Supplied entries:
--------------------------------
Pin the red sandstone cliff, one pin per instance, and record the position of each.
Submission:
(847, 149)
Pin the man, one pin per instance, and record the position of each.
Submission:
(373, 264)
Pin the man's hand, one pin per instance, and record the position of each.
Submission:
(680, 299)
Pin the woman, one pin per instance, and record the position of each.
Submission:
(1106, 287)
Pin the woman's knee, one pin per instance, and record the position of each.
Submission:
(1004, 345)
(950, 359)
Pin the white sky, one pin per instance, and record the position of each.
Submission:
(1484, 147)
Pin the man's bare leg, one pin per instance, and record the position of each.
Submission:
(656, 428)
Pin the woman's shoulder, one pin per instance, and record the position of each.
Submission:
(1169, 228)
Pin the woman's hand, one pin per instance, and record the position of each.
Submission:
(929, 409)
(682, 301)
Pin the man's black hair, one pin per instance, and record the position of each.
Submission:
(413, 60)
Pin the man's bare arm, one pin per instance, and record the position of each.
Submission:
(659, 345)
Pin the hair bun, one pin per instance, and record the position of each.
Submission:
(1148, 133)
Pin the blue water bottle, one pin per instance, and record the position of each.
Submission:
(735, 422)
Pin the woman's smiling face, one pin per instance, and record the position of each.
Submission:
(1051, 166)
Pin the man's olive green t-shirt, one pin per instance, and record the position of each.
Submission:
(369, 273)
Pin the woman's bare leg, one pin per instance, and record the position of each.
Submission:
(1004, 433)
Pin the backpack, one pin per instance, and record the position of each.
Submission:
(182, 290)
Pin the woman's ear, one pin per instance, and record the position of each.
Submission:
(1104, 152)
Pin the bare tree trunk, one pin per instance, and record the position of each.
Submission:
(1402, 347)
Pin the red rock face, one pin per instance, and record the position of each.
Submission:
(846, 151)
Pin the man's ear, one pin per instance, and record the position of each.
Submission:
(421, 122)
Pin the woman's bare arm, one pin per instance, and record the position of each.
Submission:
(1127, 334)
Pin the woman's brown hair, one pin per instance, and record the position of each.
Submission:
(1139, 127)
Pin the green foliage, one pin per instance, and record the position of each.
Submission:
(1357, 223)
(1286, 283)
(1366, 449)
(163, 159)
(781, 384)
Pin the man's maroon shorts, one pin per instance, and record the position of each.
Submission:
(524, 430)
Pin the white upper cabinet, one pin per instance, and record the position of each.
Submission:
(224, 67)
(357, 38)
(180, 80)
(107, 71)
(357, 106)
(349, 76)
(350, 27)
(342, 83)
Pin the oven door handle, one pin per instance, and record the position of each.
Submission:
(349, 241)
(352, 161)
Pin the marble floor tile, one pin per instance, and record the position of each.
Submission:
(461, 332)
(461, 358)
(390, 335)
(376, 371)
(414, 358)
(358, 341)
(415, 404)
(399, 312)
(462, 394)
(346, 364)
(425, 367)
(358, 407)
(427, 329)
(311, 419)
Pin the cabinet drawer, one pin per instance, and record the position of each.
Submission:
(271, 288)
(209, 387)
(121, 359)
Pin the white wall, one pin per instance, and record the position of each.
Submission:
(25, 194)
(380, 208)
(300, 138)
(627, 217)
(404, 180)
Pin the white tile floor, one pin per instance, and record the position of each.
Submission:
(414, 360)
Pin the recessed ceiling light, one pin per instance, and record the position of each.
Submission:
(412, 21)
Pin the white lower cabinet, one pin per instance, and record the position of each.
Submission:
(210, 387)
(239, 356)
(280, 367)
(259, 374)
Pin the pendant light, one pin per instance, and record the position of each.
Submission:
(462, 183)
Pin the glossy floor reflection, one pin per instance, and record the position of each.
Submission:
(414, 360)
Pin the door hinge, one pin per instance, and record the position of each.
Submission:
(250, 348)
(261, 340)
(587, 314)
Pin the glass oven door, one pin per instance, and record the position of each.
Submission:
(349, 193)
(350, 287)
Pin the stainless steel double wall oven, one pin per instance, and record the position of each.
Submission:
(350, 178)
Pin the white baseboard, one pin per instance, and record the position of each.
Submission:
--------------------------------
Exercise aim: What is needed is every line of the records that contains the word "light".

Result of the exercise:
Pin the recessed ceiling light, one pin per instance, and record the position of each.
Pin the pendant light, one pin per instance, and record the position of each.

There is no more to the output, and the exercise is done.